Region annotation entries
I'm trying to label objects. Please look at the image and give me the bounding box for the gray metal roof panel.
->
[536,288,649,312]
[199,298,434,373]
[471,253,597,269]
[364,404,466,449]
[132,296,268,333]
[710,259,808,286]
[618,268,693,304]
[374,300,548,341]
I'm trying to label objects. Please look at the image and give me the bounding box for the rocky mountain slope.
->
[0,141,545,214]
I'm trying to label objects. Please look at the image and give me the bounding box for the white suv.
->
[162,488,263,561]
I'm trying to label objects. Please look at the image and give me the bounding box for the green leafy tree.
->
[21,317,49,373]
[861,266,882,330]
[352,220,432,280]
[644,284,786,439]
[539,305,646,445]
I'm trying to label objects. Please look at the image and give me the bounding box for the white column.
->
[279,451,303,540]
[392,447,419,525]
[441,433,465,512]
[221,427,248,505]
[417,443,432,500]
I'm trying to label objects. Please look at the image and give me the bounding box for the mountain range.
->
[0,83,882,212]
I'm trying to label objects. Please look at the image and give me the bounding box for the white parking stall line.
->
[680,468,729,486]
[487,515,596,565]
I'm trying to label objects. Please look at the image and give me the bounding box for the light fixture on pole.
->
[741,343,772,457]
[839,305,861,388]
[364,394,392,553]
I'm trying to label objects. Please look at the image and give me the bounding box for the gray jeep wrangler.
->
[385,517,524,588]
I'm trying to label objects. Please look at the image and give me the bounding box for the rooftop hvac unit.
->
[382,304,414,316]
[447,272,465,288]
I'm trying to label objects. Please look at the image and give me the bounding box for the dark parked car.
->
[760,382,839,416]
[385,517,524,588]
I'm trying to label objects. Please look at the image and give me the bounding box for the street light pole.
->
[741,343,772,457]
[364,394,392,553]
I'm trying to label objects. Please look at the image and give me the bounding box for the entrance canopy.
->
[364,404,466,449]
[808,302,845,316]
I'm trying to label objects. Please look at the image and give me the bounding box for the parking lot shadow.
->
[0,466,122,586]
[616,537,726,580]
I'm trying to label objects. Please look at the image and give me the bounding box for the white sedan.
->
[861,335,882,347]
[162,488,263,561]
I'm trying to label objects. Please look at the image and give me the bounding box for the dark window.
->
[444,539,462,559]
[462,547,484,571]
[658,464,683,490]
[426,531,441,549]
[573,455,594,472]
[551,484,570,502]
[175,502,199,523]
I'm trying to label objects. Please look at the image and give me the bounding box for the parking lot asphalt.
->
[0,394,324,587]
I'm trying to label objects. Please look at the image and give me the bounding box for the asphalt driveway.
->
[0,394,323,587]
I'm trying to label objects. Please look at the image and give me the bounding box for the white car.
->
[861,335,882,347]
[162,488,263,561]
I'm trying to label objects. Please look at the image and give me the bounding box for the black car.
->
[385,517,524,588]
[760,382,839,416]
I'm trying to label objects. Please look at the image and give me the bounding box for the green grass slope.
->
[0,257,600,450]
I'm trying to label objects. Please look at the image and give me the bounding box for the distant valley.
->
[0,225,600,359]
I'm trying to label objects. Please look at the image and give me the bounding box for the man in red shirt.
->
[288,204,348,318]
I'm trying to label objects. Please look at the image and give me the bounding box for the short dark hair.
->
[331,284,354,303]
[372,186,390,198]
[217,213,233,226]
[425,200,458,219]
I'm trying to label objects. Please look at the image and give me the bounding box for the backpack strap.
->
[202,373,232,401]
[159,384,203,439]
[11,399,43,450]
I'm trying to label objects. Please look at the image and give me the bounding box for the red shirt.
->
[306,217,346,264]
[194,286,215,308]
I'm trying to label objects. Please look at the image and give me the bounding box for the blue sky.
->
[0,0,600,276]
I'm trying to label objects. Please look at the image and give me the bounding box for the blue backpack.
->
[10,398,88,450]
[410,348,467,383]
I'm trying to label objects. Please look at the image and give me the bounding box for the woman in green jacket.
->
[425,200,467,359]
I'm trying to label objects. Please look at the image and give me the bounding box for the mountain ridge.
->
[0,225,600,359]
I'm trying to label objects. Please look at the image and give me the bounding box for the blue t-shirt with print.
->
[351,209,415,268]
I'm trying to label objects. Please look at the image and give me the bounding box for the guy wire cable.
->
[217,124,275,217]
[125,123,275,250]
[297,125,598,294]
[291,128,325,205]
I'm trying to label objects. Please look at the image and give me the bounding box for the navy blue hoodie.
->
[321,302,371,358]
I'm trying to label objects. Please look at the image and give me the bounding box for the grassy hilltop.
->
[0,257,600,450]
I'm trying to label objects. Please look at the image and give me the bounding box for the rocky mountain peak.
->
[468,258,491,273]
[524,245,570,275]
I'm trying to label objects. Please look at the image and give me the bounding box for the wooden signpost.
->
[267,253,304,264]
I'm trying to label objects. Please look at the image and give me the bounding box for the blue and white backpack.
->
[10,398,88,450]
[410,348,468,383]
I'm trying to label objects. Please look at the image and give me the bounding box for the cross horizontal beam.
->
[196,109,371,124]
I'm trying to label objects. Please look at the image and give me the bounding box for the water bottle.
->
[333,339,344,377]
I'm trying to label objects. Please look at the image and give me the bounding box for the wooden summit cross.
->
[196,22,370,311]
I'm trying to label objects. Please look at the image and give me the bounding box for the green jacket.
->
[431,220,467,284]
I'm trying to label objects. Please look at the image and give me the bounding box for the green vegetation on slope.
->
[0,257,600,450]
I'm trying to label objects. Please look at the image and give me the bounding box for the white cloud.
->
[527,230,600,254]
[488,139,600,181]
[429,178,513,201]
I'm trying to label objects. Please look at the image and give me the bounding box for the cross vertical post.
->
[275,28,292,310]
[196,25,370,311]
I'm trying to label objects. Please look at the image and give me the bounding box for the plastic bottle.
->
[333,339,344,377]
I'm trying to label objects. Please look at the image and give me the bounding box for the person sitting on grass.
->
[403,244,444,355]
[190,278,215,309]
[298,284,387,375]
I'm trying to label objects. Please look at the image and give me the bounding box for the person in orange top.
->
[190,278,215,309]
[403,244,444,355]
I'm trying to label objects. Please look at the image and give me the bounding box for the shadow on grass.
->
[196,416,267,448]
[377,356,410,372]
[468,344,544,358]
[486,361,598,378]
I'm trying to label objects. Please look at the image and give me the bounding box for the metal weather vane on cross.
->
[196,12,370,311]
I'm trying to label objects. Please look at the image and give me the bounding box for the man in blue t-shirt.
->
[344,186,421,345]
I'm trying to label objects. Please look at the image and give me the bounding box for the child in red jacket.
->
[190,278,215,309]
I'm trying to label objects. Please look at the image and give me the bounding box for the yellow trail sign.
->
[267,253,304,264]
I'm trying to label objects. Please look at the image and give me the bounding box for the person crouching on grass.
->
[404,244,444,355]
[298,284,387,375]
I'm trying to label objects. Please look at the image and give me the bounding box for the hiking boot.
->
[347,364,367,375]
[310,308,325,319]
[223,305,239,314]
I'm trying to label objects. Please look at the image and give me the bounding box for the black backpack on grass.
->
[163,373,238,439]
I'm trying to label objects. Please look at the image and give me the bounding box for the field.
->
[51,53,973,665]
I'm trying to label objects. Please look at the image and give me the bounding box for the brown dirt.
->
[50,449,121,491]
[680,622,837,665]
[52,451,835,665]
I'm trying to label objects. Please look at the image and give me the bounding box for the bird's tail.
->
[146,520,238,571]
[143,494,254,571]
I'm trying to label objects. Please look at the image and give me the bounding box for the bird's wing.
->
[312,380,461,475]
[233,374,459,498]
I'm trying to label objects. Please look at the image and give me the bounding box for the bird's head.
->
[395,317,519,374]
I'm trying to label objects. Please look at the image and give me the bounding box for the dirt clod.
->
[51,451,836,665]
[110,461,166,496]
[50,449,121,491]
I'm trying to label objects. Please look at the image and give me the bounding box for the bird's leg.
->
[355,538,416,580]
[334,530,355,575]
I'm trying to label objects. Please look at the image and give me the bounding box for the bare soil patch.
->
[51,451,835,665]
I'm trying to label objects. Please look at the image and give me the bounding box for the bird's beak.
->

Task prompt = Rewrite the entries from the line with "rocky mountain peak." up to and including the line with "[410,348,468,383]", keeping the requests, with every box coordinate multiplied by 1.95 and rounded to a whole number, halves rounded up.

Answer for this exercise =
I'm trying to label objects. Please look at the image and give me the bounding box for the rocky mountain peak.
->
[913,503,957,532]
[1022,478,1112,536]
I'm trying to label objects. Please look at the image and give me the bounding box for the wooden signpost.
->
[521,493,593,515]
I'm trying to label objects. Please look at the image and give me the bounding box for the blue and white backpack.
->
[20,776,172,878]
[800,679,913,747]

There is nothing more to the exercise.